(Input material)
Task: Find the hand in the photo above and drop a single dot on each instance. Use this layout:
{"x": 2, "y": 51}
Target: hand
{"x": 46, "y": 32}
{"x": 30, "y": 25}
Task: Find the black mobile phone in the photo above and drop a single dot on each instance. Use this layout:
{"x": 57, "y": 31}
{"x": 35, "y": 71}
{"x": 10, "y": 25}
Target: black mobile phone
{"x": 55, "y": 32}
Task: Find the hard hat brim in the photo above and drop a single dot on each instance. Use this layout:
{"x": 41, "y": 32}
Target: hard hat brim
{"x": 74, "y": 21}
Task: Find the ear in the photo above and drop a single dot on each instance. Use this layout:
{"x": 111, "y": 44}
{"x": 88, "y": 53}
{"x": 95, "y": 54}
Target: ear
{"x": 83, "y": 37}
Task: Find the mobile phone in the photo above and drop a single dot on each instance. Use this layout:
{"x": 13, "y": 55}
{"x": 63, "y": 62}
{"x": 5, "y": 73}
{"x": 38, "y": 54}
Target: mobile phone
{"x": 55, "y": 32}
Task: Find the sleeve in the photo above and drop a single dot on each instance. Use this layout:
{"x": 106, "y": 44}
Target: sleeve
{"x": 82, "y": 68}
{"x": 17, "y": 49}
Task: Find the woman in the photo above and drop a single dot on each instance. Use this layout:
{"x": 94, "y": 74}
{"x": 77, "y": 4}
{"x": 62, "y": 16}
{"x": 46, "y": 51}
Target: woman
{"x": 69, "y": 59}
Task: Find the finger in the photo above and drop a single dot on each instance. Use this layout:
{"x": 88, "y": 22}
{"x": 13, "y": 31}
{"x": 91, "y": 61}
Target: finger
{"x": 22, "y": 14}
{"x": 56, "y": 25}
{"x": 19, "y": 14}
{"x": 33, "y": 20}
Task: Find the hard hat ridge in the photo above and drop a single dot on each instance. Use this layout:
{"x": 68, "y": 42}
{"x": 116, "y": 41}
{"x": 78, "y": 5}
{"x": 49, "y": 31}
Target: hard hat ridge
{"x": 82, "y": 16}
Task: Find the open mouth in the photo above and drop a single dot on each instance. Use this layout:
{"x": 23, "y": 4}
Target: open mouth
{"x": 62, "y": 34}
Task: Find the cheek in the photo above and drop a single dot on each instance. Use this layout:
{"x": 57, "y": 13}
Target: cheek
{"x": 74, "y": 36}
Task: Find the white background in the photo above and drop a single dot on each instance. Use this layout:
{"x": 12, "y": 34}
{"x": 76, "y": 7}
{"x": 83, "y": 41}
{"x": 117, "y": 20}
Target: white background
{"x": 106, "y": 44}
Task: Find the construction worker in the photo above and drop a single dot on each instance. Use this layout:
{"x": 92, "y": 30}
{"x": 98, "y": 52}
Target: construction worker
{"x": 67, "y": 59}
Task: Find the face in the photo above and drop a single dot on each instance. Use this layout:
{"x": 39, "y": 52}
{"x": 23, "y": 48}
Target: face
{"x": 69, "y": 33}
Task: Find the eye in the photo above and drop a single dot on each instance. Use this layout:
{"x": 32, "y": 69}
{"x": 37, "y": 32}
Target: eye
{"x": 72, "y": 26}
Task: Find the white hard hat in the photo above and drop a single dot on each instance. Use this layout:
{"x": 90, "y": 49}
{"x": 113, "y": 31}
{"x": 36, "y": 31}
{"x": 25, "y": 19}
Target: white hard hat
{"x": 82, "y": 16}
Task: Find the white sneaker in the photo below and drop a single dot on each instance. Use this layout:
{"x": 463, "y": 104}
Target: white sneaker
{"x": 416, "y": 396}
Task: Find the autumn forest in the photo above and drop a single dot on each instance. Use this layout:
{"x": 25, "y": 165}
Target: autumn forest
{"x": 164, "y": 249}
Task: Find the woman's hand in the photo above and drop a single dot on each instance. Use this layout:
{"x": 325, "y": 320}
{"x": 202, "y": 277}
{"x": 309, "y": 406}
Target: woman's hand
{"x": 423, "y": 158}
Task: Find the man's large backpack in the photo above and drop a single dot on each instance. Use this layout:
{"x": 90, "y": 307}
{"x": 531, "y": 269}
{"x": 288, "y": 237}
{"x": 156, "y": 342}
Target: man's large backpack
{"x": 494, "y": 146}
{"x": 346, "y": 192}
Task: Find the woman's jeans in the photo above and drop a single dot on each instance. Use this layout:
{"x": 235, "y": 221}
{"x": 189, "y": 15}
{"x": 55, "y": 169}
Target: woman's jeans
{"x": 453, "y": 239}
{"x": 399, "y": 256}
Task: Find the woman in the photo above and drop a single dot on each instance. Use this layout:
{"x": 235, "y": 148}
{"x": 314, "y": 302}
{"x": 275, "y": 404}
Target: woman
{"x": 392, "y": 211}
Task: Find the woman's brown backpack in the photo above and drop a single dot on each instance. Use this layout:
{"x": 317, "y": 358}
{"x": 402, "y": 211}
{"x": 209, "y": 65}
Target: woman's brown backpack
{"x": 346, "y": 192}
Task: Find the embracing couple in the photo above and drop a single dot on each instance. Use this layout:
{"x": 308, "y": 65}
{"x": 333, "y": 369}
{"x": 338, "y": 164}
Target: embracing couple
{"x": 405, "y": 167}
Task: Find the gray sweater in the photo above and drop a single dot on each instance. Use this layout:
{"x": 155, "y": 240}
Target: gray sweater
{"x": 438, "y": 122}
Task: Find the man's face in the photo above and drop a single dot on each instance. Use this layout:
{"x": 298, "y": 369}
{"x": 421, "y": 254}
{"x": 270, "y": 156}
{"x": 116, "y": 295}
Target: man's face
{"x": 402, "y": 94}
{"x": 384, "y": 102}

(Problem details) Retype each record exactly, leaving nothing out.

(Response to the exercise)
Task: Find the hand in the photo above and drop a single dot on each instance. Use this layout:
{"x": 2, "y": 51}
Target: hand
{"x": 46, "y": 32}
{"x": 30, "y": 25}
Task: Find the black mobile phone in the photo above and drop a single dot on each instance. Use this layout:
{"x": 57, "y": 31}
{"x": 35, "y": 71}
{"x": 10, "y": 25}
Target: black mobile phone
{"x": 55, "y": 32}
Task: Find the hard hat brim in the photo above and drop a single dot on each instance. Use this layout:
{"x": 41, "y": 32}
Target: hard hat brim
{"x": 74, "y": 21}
Task: Find the ear in the photo above and drop a single dot on each instance. Use this layout:
{"x": 111, "y": 44}
{"x": 88, "y": 53}
{"x": 95, "y": 54}
Target: ear
{"x": 83, "y": 37}
Task: Find the mobile phone in the photo above and drop a single dot on each instance. Use this layout:
{"x": 13, "y": 55}
{"x": 63, "y": 62}
{"x": 5, "y": 73}
{"x": 38, "y": 54}
Target: mobile phone
{"x": 55, "y": 32}
Task: Find the sleeve in the photo above and drop a single dot on each instance. Use this layout:
{"x": 106, "y": 44}
Target: sleeve
{"x": 82, "y": 68}
{"x": 17, "y": 49}
Task: Find the woman in the photo above and drop a single dot on each instance. Use this layout:
{"x": 94, "y": 74}
{"x": 77, "y": 4}
{"x": 62, "y": 16}
{"x": 46, "y": 51}
Target: woman
{"x": 69, "y": 59}
Task: Find the finger in the photo above and drop a single dot on each instance. Use this layout:
{"x": 88, "y": 22}
{"x": 13, "y": 31}
{"x": 91, "y": 61}
Target: finger
{"x": 22, "y": 14}
{"x": 56, "y": 25}
{"x": 19, "y": 14}
{"x": 33, "y": 20}
Task: Find the hard hat ridge in the photo above and drop a single dot on each instance. Use this layout:
{"x": 68, "y": 42}
{"x": 116, "y": 41}
{"x": 78, "y": 5}
{"x": 49, "y": 31}
Target: hard hat ridge
{"x": 82, "y": 16}
Task: Find the open mouth in the photo above and drop a single dot on each instance. Use this layout:
{"x": 23, "y": 4}
Target: open mouth
{"x": 62, "y": 34}
Task: Find the cheek in the photo above and drop a single dot on each instance. Use this layout:
{"x": 57, "y": 13}
Target: cheek
{"x": 74, "y": 36}
Task: Find the white background in the photo above and drop a single dot on each instance. Use this layout:
{"x": 12, "y": 34}
{"x": 76, "y": 7}
{"x": 83, "y": 41}
{"x": 117, "y": 20}
Target: white background
{"x": 106, "y": 44}
Task: Find the construction worker in the photo above and drop a single dot on each instance. Use this layout:
{"x": 92, "y": 30}
{"x": 98, "y": 52}
Target: construction worker
{"x": 67, "y": 59}
Task: Find the face in the photo above and drop a single dot on each instance. Use this layout:
{"x": 39, "y": 52}
{"x": 23, "y": 48}
Target: face
{"x": 69, "y": 33}
Task: Find the eye in the photo above and drop a single dot on each instance. Use this layout:
{"x": 32, "y": 69}
{"x": 37, "y": 32}
Target: eye
{"x": 72, "y": 26}
Task: Find the white hard hat in the photo above and drop a single dot on each instance. Use this layout:
{"x": 90, "y": 49}
{"x": 113, "y": 31}
{"x": 36, "y": 31}
{"x": 25, "y": 19}
Target: white hard hat
{"x": 82, "y": 16}
Task: Find the white sneaker in the photo below and drop a single dot on each instance. Use this layout:
{"x": 463, "y": 104}
Target: white sneaker
{"x": 416, "y": 396}
Task: Find the autumn forest in the photo above and drop a single dot on each instance. Use this layout:
{"x": 25, "y": 165}
Target: autumn forest
{"x": 164, "y": 249}
Task: Find the woman's hand in the photo above and drop a single dot on each instance. Use this layout:
{"x": 325, "y": 320}
{"x": 202, "y": 277}
{"x": 309, "y": 406}
Target: woman's hand
{"x": 423, "y": 158}
Task: Find the man's large backpack in the photo above and drop a single dot on each instance. Use this layout:
{"x": 90, "y": 307}
{"x": 531, "y": 269}
{"x": 288, "y": 237}
{"x": 156, "y": 342}
Target: man's large backpack
{"x": 494, "y": 146}
{"x": 346, "y": 192}
Task: Find the woman's jeans in the photo above and drop a single dot on each instance. Use this layout:
{"x": 235, "y": 221}
{"x": 189, "y": 15}
{"x": 55, "y": 169}
Target: woman's jeans
{"x": 453, "y": 239}
{"x": 399, "y": 256}
Task: Find the woman in the photo above and drop a single dot on each instance. Use this layout:
{"x": 235, "y": 148}
{"x": 314, "y": 302}
{"x": 275, "y": 404}
Target: woman
{"x": 392, "y": 211}
Task: Find the woman's brown backpack in the photo above and drop a single dot on each instance. Use this layout:
{"x": 317, "y": 358}
{"x": 402, "y": 211}
{"x": 209, "y": 65}
Target: woman's brown backpack
{"x": 346, "y": 192}
Task: Find the embracing couple in the photo above and drop a single dot on each instance. Use this layout:
{"x": 308, "y": 65}
{"x": 333, "y": 369}
{"x": 338, "y": 164}
Target: embracing couple
{"x": 405, "y": 167}
Task: Find the gray sweater in the photo above and drop a single dot on each instance. Use this layout:
{"x": 155, "y": 240}
Target: gray sweater
{"x": 438, "y": 122}
Task: Find the man's face in the photo above and drop a single dot on each instance. Use this layout:
{"x": 298, "y": 369}
{"x": 421, "y": 254}
{"x": 270, "y": 156}
{"x": 116, "y": 295}
Target: man's face
{"x": 402, "y": 94}
{"x": 384, "y": 102}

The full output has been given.